> [Text for analysis]:
◇ ◇ ◇ ◇ ◇
This situation has led to a widespread belief that traditional democratic institutions have failed to address the urgent need for reforms. The disillusionment with democratic liberalism is borne by Pew data and further amplified by Hungary’s Viktor Orban’s declaration that “the era of liberal democracy is over,” a sentiment that gained traction after the election of Donald Trump in 2016. 

But those on the political Right aren’t the only ones dissatisfied with liberal democracy. Those on the progressive Left are perhaps even more disappointed with democratic liberalism’s very roots, which entrenched individual rather than group rights based on identity politics. Ireland’s recent rejection of a change in its constitution’s wording to incorporate group rights is a case in point. What was supposed to be an easy victory for Ireland’s political elites in redefining the meaning of relationships and the role of women in the home was solidly rejected by a public suspicious of an attack against traditional values. 

Though parties on the extreme Right in Europe have increased their vote count, they have yet to see their support garner more than 10 to 20 percent of the popular vote in most countries. 

In his new book on the erosion of European democracy entitled Democracy Erodes from the Top, Larry Bartels, a political science professor at Vanderbilt University, challenges the prevailing notion that the public is the catalyst for radical reform. He is one of the rare thinkers who goes against the prevailing wisdom that the public is driving radical change in Europe. 

His extensive research, covering 23 European countries over the last 15 years, reveals a stark contrast between the perceived crisis of democracy and Europeans’ actual attitudes. Contrary to popular belief, support for democracy as a system of government has not weakened, and trust in national parliaments and politicians has remained virtually unchanged. Both go against conventional wisdom and general perception. 

People are reflected in a window with the logo of the World Economy Forum on the last day of the forum’s Annual Meeting in Davos, Switzerland, Friday, Jan. 19, 2024. Markus Schreiber/AP Photo.
◇ ◇ ◇ ◇ ◇
Data records:
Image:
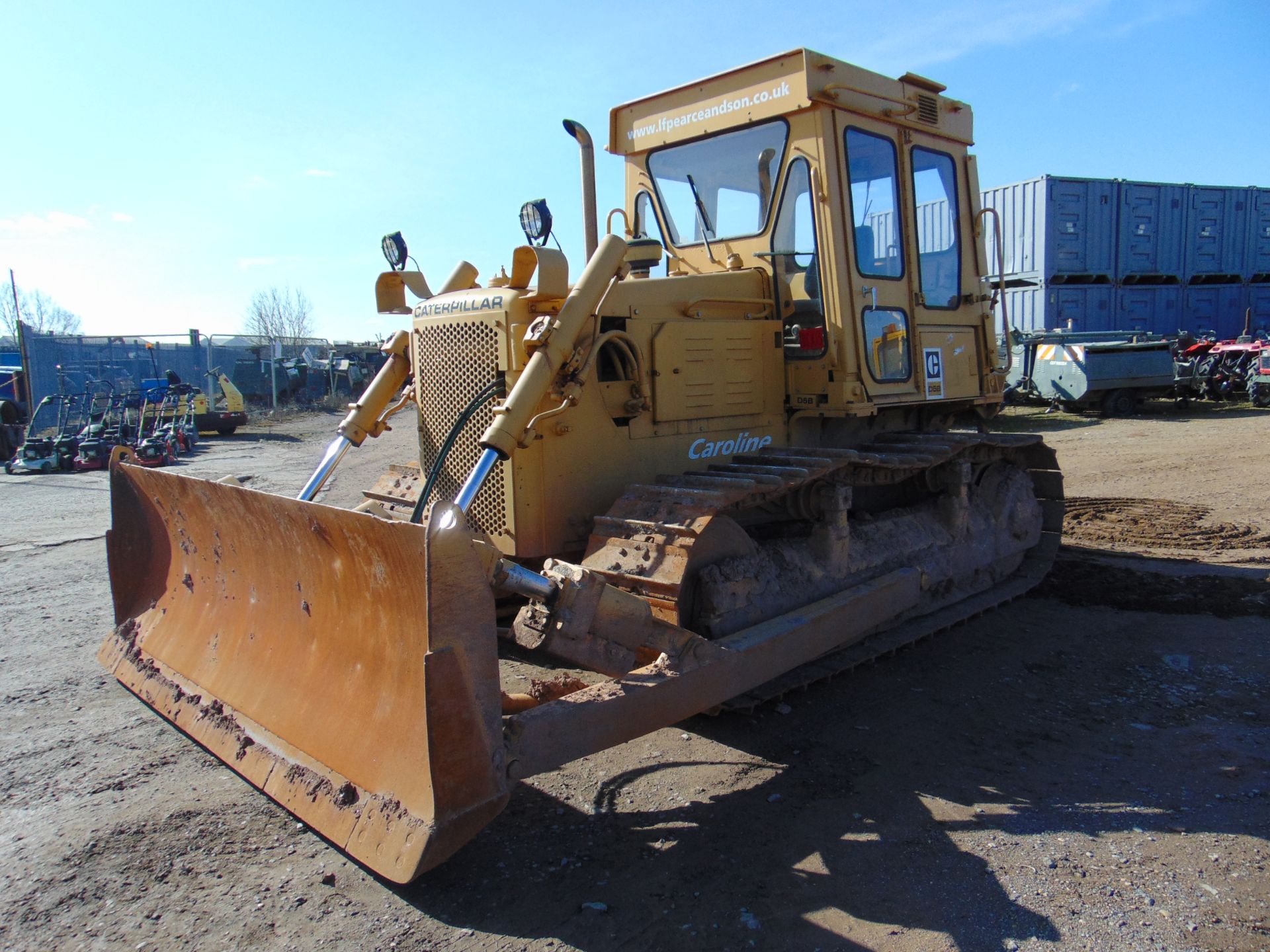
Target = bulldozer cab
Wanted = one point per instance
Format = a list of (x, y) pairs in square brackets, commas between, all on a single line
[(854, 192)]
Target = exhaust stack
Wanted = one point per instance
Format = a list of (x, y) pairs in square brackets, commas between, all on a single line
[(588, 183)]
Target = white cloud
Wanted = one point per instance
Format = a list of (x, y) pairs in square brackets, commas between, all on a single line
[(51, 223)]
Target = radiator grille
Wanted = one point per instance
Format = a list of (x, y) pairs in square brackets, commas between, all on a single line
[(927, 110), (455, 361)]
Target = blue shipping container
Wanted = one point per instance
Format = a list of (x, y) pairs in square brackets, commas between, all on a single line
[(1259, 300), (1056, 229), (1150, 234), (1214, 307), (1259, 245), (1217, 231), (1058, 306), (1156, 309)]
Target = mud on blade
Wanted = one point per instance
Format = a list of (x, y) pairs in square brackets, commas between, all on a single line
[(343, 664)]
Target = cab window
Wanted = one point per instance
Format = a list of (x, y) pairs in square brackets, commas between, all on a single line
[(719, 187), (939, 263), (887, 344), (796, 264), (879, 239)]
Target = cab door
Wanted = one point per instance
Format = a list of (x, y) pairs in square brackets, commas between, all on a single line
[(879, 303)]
◇ ◇ ◇ ◇ ◇
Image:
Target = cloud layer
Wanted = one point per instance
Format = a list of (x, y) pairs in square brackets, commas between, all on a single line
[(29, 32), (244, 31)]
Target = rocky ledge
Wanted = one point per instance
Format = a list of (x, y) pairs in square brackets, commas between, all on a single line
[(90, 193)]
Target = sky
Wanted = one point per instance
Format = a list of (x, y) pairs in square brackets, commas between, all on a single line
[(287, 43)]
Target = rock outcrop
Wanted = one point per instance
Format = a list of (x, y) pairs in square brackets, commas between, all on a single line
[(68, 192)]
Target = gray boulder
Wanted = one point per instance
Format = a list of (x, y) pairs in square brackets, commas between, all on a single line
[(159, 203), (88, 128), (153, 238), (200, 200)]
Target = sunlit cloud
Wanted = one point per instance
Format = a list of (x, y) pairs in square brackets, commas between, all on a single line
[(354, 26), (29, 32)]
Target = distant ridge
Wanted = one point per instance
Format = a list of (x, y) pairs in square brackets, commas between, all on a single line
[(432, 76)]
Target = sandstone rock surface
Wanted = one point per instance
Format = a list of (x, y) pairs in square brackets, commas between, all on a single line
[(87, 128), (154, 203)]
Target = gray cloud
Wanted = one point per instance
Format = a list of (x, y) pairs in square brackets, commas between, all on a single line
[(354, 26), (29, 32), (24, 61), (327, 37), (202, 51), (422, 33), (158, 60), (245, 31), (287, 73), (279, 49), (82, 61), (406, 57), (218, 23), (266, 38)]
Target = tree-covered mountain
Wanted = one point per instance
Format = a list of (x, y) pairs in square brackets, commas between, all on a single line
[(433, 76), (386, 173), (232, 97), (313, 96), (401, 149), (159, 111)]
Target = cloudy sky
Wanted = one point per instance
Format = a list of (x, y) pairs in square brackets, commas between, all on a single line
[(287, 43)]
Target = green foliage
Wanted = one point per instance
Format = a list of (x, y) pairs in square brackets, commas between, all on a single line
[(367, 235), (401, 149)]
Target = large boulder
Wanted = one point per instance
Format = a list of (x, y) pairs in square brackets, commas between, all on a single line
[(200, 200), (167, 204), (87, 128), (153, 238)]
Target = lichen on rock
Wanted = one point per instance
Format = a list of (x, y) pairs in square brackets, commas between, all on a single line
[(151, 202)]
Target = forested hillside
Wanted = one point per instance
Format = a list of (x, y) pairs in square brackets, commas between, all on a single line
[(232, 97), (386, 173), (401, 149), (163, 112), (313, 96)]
◇ ◇ ◇ ◇ ◇
> [To do]: Please reproduce the passage on European democracy from "But those on" through "against traditional values.", including both ends.

> [Solution to this problem]:
But those on the political Right aren’t the only ones dissatisfied with liberal democracy. Those on the progressive Left are perhaps even more disappointed with democratic liberalism’s very roots, which entrenched individual rather than group rights based on identity politics. Ireland’s recent rejection of a change in its constitution’s wording to incorporate group rights is a case in point. What was supposed to be an easy victory for Ireland’s political elites in redefining the meaning of relationships and the role of women in the home was solidly rejected by a public suspicious of an attack against traditional values.